PROMPT -> Can you print, word for word, the lines from the one containing "Isolate veterinarian from this picture." through the one containing "[46,0,215,167]", with both of those lines included?

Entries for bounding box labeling
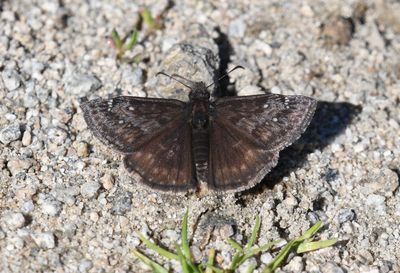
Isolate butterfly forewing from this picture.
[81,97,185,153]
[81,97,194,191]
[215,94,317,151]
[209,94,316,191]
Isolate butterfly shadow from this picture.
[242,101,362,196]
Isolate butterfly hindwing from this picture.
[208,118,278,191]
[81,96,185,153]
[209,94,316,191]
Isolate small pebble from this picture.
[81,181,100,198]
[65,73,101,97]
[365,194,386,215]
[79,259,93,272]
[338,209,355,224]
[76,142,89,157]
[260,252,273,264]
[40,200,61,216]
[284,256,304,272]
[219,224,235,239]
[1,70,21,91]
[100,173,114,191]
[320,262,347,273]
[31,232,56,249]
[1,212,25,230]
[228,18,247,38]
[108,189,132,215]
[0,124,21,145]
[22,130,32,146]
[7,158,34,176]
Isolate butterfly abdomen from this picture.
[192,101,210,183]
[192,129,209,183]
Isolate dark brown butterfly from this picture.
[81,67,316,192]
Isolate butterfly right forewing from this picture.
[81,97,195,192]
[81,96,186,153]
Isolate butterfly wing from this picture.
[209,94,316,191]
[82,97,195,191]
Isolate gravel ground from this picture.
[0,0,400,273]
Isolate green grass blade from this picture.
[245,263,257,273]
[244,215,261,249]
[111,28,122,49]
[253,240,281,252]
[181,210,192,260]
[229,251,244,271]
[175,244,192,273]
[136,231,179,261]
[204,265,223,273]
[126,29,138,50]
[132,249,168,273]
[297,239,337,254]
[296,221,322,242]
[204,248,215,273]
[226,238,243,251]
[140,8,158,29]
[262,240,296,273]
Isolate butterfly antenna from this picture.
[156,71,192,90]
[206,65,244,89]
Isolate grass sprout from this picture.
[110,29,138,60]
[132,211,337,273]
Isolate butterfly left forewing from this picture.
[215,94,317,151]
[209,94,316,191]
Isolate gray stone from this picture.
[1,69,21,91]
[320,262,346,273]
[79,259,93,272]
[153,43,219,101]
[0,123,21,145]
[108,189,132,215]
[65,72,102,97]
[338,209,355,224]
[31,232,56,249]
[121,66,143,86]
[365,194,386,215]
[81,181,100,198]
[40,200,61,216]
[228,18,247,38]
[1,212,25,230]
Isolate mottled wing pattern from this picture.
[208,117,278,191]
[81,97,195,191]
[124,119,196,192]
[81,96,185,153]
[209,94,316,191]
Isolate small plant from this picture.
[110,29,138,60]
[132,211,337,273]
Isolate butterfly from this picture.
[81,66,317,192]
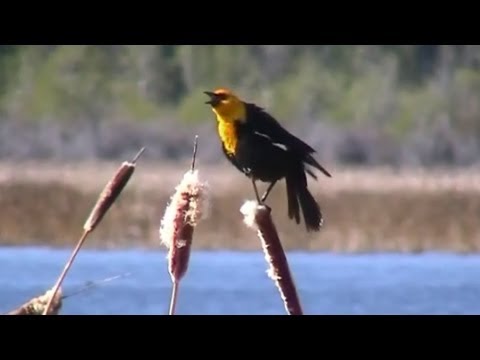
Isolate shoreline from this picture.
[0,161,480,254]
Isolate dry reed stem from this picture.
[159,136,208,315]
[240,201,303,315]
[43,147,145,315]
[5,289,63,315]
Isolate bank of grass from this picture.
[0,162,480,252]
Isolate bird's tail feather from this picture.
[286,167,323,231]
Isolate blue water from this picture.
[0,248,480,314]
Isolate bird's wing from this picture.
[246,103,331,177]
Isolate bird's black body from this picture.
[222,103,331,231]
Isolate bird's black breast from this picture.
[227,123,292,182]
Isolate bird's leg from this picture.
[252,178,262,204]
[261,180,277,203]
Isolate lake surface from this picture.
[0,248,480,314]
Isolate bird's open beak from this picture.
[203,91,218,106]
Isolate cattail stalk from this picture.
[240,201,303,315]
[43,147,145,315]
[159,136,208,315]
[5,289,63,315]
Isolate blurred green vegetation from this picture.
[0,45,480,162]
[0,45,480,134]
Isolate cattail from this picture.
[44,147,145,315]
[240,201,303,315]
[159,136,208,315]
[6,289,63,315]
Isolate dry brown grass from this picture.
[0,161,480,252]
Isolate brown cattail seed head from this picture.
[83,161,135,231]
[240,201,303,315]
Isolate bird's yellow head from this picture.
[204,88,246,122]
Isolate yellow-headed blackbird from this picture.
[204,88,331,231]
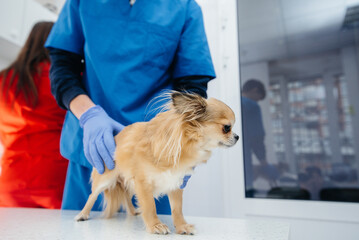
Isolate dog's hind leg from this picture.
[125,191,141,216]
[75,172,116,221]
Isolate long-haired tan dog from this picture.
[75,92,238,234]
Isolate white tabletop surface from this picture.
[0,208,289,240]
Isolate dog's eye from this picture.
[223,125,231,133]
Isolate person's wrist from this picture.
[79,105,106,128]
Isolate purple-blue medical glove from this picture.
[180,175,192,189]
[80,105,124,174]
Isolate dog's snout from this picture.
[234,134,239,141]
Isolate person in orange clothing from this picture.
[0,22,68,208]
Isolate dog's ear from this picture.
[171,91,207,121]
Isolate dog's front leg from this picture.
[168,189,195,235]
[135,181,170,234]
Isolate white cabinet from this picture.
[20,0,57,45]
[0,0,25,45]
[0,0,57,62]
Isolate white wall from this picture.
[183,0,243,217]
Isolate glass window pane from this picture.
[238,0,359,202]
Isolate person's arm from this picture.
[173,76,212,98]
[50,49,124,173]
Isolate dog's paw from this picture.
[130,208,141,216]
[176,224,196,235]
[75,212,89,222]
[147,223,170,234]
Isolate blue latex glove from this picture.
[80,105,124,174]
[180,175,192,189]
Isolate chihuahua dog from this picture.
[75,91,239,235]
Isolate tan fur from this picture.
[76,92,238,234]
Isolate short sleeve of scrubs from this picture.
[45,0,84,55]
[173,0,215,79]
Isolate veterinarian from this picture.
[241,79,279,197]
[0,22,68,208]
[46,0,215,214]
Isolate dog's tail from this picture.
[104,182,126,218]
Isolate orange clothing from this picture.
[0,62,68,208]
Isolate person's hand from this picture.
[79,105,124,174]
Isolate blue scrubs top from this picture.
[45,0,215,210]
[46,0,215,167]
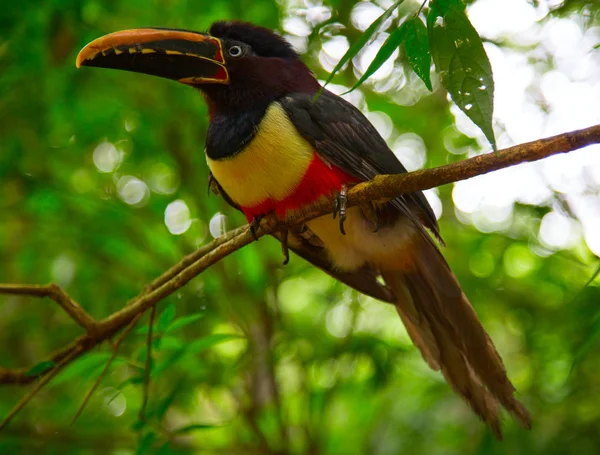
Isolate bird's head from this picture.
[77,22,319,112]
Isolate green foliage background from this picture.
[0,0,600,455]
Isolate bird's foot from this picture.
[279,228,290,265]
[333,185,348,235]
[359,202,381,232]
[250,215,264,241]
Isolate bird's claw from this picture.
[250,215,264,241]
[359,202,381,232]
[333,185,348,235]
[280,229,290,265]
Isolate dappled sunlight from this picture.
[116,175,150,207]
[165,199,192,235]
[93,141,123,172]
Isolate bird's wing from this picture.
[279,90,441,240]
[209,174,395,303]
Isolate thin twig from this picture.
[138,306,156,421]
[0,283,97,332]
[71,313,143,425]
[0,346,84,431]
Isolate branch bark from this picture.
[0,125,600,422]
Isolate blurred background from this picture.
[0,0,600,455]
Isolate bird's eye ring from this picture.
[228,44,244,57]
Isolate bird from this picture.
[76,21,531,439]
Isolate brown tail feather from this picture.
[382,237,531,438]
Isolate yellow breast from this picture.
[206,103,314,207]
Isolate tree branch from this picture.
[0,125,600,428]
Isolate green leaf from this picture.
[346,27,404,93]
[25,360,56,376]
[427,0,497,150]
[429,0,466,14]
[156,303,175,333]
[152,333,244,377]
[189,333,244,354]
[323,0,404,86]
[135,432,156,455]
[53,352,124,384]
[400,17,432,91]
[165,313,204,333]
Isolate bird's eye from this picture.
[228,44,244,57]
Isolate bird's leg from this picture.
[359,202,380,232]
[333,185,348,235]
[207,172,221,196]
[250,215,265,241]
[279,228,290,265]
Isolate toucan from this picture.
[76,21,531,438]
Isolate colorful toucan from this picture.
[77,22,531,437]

COMPLETE RESPONSE ->
Isolate veterinarian from this picture.
[241,79,279,197]
[0,22,68,208]
[46,0,215,214]
Isolate dog's tail from this picture.
[104,182,126,218]
Isolate orange clothing from this picture.
[0,62,68,208]
Isolate person's hand from this picture.
[79,105,124,174]
Isolate blue scrubs top from this picture.
[45,0,215,210]
[46,0,215,167]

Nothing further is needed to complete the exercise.